**BRIEF 1**:
In the records, take the lines starting with the line that contains "The component shall return one point per instance of the gomes" and going on through the end of the records. Write them out again, substituting "player number on jersey" for "gomes name on jersey" and leaving everything else unchanged.

Postby akivela » Wed Jan 20, 2010 3:58 pm

Oops, I forgot to answer your last question about getting topics and associations related to given web page, text or pdf.

Wandora it self features no such subject extractor for free text. However, Wandora contains several tools that can do content extractions with the help of an external web service. See [1], [2], and [3] for example.

Notice, the quality of subject extraction depends on used web service and varies a lot.

Kind Regards,
Aki / Wandora Team

[1] ... classifier
[2] ... classifier
[3] ... extractors
Site Admin
Posts: 260
Joined: Tue Sep 18, 2007 10:20 am
Location: Helsinki, Finland

Postby Aparna Lalingkar » Thu Jan 21, 2010 11:03 am

Hi Aki,

Many thanks for all quick replies. Documentation says that Wandora can extract Topic Map from given word, txt, pdf or jpeg files. I tried to extract a TM from a txt file. It does create a TM but only one useful node i.e. heading of the txt file. Rest of the nodes are supr-class, role, Wandora language etc. which are not useful for me. I am not seeing any useful node in the extracted TM. Why is it so? I am doing something wrong? I did: File > Extract>Simple Files> Txt and then the browse window appeared thorugh which I selected a txt file and then clicked on extract. In the Topic panel column, under the Wandora class the heading of the txt file is appearing as a class but further nothing is happening. what should I do to create/extract a simple TM from a word document or pdf file?

**Dataset excerpts on object pointing**:

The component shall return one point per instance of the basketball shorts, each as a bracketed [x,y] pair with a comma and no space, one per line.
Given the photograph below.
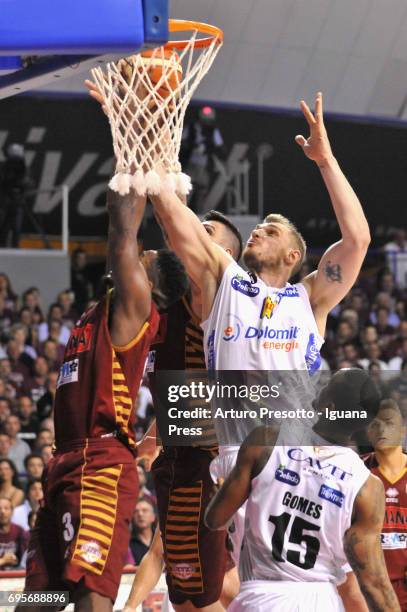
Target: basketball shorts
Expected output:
[220,468]
[195,557]
[268,596]
[400,588]
[82,530]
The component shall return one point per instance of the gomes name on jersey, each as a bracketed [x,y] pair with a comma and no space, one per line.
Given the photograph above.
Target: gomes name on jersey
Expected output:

**BRIEF 2**:
According to the documentation cited in the forum thread, which file types can Wandora extract a Topic Map from?

**ANSWER 1**:
The component shall return one point per instance of the player number on jersey, each as a bracketed [x,y] pair with a comma and no space, one per line.
Given the photograph above.
Target: player number on jersey
Expected output:

**ANSWER 2**:
word, txt, pdf, jpeg